* _Work instruction A_
In the Women's Day account, how many centers did the current supervisor/president say she oversees?
* _Work instruction B_
Output the stretch of the Women's Day account from "Well, Women’s Day" through "so many people.".

* _Selected text_
* * * * * * *

Through the kindnesses of my mentors who have pushed me to practice my art, and cultivate heart awareness, and to become a better person, I hope these gems can help others to feel better in the midst of whatever circumstances we may find ourselves. The sunshine in the Art of The Dance is a great Love in my life, and this work is one of the ways that can reach out, bring some relief from the stress of being human, and touch the wonder of life.
Wednesday, March 8, 2017 – Joining Hands—International Women’s Day in Delhi.
Well, Women’s Day over here was outrageous! Four of us, women’s micro-finance group leaders from the SHG (Self-Help Groups at Hope Project), took two bicycle rickshaws to another part of the area I work with women—another slum area. It was terrifyingly hilarious: the driver was going so fast down the hill so he wouldn’t have to work as hard to go up again, and we were yelling at him and laughing at the same time. It took about 15 minutes to get there, yet it is still within the SHG area. So big, and so many people.
When we got to the celebration, it turned out I was one of the guests of honor, and had to give a talk. Everything here is quite formal in the way things flow. Poor or rich, there are ways things should be done, and everyone knows them; the proper manner of greeting, serving water immediately, welcoming, talking, serving food, a ‘vote of thanks,’ giving a talk when asked. Everyone can do this; it is just how they do it—off-the-top, kind of, of life, with mobile selfies and recordings all along the way. A roomful of about 50-75 women, all dressed in saris and pants and tops. Since it was a celebration, they were in vibrant color—just beautiful.
I gave a talk about women taking care of ourselves, and how it works: women-families-communities-world. The organizers and president supervisors of this group were nodding yes, and thanked me for bringing this noble work to them. This is the group that is running the early childhood schools in all of these places. It is a government organization, which has its pros and cons, but the women who run it are just powerful and amazing. The current supervisor/president turned to me and said that she is overseeing over 200 centers. Can you imagine?! So much energy. Then we all did exercises and laughed a lot. One of the other organizers talked about how women are coming together to fight for our rights. Then, surprisingly, another of the organizers sang
“We Shall Overcome” in Hindi—all the verses—with English in between. Everyone sang! So moving.
Then they asked me to sing, so I sang a call-and-response song I have made that the women really like, and they sang with gusto. It has no words, just “la la la”, and a good melody, and then I added a set of words in Urdu, which says, “we shall see each other again, god willing.” Everyone loved it. Then one of the women sang ghazal poetry, and all the women sang in response to each line. It was basically off-the-charts amazing, funny, huge talking all the time, and laughing…
We ate, took photos of each other, and ate more, and took more photos. It was just grand. Poor women, who are wealthy of spirit, eyes shining, and heads nodding. So uplifting.
On the way back, we took a new battery-run cart, which ran out of charge. The guy called his cousin and swapped carts, all the midst of huge traffic—really!
Love and Happy Women’s Day. May we be joining hands around the world to support and protect the vulnerability that is beautiful, and the strength that is natural.

* * * * * * *

(Dataset items)
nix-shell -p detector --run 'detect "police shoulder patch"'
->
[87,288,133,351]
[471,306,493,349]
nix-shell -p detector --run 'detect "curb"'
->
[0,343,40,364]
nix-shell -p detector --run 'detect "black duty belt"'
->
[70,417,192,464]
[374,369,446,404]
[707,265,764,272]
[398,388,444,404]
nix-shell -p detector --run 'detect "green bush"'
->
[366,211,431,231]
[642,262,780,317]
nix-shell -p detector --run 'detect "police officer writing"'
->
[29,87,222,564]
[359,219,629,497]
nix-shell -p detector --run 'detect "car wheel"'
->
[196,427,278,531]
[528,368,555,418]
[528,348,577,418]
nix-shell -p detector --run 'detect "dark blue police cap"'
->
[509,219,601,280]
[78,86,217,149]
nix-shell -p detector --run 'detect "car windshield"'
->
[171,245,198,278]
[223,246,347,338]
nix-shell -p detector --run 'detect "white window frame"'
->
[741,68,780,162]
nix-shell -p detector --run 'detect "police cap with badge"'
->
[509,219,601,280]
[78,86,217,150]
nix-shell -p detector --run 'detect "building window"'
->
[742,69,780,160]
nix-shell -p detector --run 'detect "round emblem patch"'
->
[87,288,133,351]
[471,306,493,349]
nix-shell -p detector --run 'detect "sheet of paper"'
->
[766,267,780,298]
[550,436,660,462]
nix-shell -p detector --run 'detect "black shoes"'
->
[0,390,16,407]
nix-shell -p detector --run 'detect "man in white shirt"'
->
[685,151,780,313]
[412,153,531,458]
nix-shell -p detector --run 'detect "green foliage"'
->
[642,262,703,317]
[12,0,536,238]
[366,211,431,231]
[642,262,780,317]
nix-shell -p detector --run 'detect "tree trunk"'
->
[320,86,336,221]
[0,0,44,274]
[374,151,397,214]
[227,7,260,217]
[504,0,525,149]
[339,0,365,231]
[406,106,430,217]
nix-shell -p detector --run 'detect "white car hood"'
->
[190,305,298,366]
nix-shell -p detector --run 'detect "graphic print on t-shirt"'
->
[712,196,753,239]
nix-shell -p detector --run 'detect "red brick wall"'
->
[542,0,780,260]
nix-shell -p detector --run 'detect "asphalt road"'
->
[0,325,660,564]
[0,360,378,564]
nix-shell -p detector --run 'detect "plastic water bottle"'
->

* * * * * * *

* _Written response A_
Over 200 centers.

* _Written response B_
Well, Women’s Day over here was outrageous! Four of us, women’s micro-finance group leaders from the SHG (Self-Help Groups at Hope Project), took two bicycle rickshaws to another part of the area I work with women—another slum area. It was terrifyingly hilarious: the driver was going so fast down the hill so he wouldn’t have to work as hard to go up again, and we were yelling at him and laughing at the same time. It took about 15 minutes to get there, yet it is still within the SHG area. So big, and so many people.